SHORT PROBLEM
Please return the full listing below without altering anything.

SOURCE RECORDS
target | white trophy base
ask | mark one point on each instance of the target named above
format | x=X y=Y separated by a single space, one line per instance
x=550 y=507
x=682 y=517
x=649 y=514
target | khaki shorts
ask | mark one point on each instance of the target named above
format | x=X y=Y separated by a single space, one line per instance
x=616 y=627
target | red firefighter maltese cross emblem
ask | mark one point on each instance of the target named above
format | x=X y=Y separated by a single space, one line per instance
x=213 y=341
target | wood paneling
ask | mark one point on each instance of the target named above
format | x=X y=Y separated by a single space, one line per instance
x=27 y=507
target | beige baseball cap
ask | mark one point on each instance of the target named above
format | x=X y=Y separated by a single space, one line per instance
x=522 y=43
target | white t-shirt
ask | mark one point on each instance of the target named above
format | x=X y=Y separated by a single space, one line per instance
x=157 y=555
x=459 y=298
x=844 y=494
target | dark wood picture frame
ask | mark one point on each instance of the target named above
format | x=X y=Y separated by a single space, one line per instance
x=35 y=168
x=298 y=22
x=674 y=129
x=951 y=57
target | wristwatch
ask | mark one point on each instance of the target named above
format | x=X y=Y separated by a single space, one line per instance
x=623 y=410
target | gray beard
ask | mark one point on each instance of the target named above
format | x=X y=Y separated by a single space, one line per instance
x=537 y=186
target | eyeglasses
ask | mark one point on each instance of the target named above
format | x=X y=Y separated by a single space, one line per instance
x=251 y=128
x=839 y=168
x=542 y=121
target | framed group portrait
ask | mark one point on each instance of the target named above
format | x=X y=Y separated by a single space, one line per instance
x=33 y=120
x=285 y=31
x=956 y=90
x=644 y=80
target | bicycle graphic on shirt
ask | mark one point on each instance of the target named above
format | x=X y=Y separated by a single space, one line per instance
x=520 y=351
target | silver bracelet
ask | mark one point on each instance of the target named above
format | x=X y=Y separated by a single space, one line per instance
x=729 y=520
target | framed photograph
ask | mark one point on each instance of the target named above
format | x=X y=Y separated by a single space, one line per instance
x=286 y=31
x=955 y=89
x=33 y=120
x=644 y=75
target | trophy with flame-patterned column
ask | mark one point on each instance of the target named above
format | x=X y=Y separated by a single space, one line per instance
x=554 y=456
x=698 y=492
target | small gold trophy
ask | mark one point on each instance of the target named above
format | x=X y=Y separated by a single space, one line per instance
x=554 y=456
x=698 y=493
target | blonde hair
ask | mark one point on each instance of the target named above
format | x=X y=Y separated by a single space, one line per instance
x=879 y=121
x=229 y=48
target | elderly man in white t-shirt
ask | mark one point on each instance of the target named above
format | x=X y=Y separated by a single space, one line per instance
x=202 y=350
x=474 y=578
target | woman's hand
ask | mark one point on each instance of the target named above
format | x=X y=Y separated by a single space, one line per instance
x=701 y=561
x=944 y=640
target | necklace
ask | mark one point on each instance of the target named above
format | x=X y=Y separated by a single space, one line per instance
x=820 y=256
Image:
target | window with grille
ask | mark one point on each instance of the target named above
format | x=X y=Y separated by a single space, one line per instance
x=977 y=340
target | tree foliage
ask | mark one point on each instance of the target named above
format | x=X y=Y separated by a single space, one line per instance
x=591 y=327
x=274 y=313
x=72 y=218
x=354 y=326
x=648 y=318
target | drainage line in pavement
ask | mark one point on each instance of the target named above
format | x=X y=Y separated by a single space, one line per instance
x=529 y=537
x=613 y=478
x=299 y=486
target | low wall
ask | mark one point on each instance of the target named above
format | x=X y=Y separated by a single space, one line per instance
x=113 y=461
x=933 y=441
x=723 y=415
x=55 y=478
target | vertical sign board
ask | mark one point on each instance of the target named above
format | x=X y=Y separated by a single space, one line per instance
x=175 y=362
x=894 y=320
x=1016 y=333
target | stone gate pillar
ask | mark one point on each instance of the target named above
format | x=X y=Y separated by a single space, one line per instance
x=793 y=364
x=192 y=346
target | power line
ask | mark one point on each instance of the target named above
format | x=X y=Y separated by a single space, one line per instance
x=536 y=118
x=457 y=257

ANSWER
target | white trophy base
ask | mark one point on each instance of the target named above
format | x=X y=Y separated by a single space, one line per instance
x=550 y=507
x=682 y=517
x=649 y=514
target | khaki shorts
ask | mark one point on each instance of the target named above
format | x=X y=Y separated by a single space, one line per instance
x=616 y=627
target | red firefighter maltese cross emblem
ask | mark one point on each instance of the target named above
format | x=X y=Y separated by a single space, one line per instance
x=213 y=341
target | wood paneling
ask | mark one point on each instance of the target named above
format | x=X y=Y separated by a single space, one line per instance
x=27 y=507
target | beige baseball cap
ask | mark one point on each instance of the target named above
format | x=X y=Y separated by a single space, one line per instance
x=522 y=43
target | white t-shirt
ask | mark one point on each instance of the target named above
format | x=X y=Y separated by a single space, one line per instance
x=157 y=555
x=459 y=298
x=844 y=494
target | dark wood picture frame
ask | mark one point on each instance of the target named above
format | x=X y=Y separated by a single space, one line per instance
x=35 y=168
x=298 y=22
x=674 y=129
x=951 y=57
target | wristwatch
ask | mark one point on each instance of the target named above
format | x=X y=Y separated by a single space, one line per instance
x=623 y=410
target | gray beard
ask | mark one point on each instance of the target named above
format | x=X y=Y separated by a single space, one line per instance
x=537 y=186
target | eyeglasses
ask | mark one point on each instance of the target named above
format | x=X y=Y separated by a single space, one line per instance
x=251 y=128
x=839 y=168
x=542 y=121
target | framed group portrait
ask | mark one point on each instance of the target named above
format | x=X y=Y separated by a single space, one line per instance
x=33 y=120
x=285 y=31
x=956 y=90
x=644 y=80
target | bicycle graphic on shirt
ask | mark one point on each instance of the target named above
format | x=X y=Y separated by a single space, one line per instance
x=520 y=351
target | silver bracelet
ask | mark one point on each instance of the target named above
format | x=X y=Y separated by a single space, one line per instance
x=729 y=520
target | framed photograph
ask | mark one point on each instance of the target named above
format | x=X y=Y separated by a single space, one line per instance
x=286 y=31
x=955 y=89
x=33 y=120
x=644 y=75
target | trophy with flame-patterned column
ask | mark one point on each instance of the target named above
format | x=X y=Y separated by a single space, one line per instance
x=554 y=456
x=698 y=492
target | small gold trophy
ask | mark one point on each instance of the target named above
format | x=X y=Y separated by a single space, one line per instance
x=554 y=456
x=698 y=493
target | blonde hair
ask | mark one point on each instance of the target named above
format | x=X y=Y separated by a single space, one line per instance
x=879 y=121
x=229 y=48
target | elderly man in white t-shirt
ask | mark one point on each instance of the target named above
format | x=X y=Y separated by a single space, one line per instance
x=202 y=350
x=474 y=578
target | woman's hand
ask | mark one point on each instance of the target named above
format | x=X y=Y separated by a single space, one line per instance
x=701 y=561
x=944 y=640
target | necklace
ask | mark one point on each instance of the target named above
format | x=X y=Y separated by a single space, one line per instance
x=820 y=256
Image:
target | window with grille
ask | mark one point on each instance of the target named above
format | x=X y=Y separated by a single space, one line per instance
x=977 y=340
target | tree foliage
ask | mark one point on each instance of the target named above
format | x=X y=Y separated by a single space, one line per instance
x=591 y=327
x=274 y=313
x=72 y=218
x=354 y=326
x=648 y=318
target | drainage line in pavement
ask | mark one point on each instance of the target named above
format | x=X y=Y separated by a single space, one line per instance
x=529 y=537
x=613 y=478
x=299 y=486
target | low wall
ask | mark one point on each instance of the target named above
format | x=X y=Y separated by a single space, one line per instance
x=113 y=461
x=933 y=441
x=723 y=415
x=55 y=478
target | vertical sign board
ask | mark one point on each instance of the target named above
format | x=X y=Y separated by a single space, one line per instance
x=175 y=362
x=894 y=320
x=1016 y=333
target | stone gate pillar
ask | mark one point on each instance of the target named above
format | x=X y=Y separated by a single space, one line per instance
x=793 y=364
x=192 y=346
target | power line
ask | mark one point on each instance of the target named above
format | x=X y=Y separated by a single space, one line per instance
x=536 y=118
x=457 y=257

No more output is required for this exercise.